## AIM:
Output every entry exactly as given.

## RECORDS FOR PROCESSING:

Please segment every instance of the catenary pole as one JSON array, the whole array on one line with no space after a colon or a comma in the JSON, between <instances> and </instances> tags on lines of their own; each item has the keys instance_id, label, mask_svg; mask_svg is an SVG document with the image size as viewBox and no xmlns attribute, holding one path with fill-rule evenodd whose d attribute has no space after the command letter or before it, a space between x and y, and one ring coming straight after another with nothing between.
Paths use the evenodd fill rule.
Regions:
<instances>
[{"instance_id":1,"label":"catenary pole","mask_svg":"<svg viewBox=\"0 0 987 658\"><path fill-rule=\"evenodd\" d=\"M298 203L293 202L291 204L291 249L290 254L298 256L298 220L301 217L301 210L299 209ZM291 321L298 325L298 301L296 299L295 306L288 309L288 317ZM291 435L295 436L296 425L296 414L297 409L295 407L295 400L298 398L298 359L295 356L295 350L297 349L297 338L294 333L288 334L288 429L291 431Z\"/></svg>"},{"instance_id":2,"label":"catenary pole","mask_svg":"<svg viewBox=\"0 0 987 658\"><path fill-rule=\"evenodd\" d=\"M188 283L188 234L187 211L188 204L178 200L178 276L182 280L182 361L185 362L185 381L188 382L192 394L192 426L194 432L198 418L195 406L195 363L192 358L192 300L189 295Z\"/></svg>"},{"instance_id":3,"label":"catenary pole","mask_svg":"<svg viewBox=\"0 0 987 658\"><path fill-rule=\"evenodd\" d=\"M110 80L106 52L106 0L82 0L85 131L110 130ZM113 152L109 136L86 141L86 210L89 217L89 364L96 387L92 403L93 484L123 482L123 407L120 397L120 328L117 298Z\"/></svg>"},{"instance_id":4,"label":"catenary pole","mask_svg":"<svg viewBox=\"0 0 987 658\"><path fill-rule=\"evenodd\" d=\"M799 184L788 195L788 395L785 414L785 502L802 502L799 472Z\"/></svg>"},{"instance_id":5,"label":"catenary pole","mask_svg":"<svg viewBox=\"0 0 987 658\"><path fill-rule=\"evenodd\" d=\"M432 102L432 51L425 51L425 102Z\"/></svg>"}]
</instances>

## FINISHED TASK:
Please segment every instance of the catenary pole as one JSON array, the whole array on one line with no space after a colon or a comma in the JSON, between <instances> and </instances> tags on lines of their own; each item has the keys instance_id, label, mask_svg; mask_svg is an SVG document with the image size as viewBox and no xmlns attribute, holding one path with fill-rule evenodd whose d attribute has no space after the command letter or before it, a space between x and y, and one ring coming straight after another with nothing between.
Paths use the evenodd fill rule.
Regions:
<instances>
[{"instance_id":1,"label":"catenary pole","mask_svg":"<svg viewBox=\"0 0 987 658\"><path fill-rule=\"evenodd\" d=\"M298 203L293 202L291 204L291 249L290 254L298 256L298 220L301 217L301 210L299 209ZM291 321L298 325L298 301L296 299L295 306L288 309L288 317ZM291 435L295 436L296 425L296 414L297 409L295 407L295 400L298 398L298 359L295 356L295 350L297 349L297 338L294 333L288 334L288 429L291 431Z\"/></svg>"},{"instance_id":2,"label":"catenary pole","mask_svg":"<svg viewBox=\"0 0 987 658\"><path fill-rule=\"evenodd\" d=\"M188 283L188 234L187 211L188 204L178 200L178 276L182 280L182 361L185 362L185 381L188 382L192 394L192 426L194 432L198 418L195 406L195 363L192 358L192 300L189 295Z\"/></svg>"},{"instance_id":3,"label":"catenary pole","mask_svg":"<svg viewBox=\"0 0 987 658\"><path fill-rule=\"evenodd\" d=\"M110 80L106 52L106 0L82 0L85 131L110 130ZM113 152L109 136L86 141L86 210L89 217L89 364L96 387L92 403L93 484L123 482L123 407L120 397L120 328L117 298Z\"/></svg>"},{"instance_id":4,"label":"catenary pole","mask_svg":"<svg viewBox=\"0 0 987 658\"><path fill-rule=\"evenodd\" d=\"M799 184L788 195L788 395L785 414L785 502L802 502L799 472Z\"/></svg>"},{"instance_id":5,"label":"catenary pole","mask_svg":"<svg viewBox=\"0 0 987 658\"><path fill-rule=\"evenodd\" d=\"M432 102L432 51L425 51L425 102Z\"/></svg>"}]
</instances>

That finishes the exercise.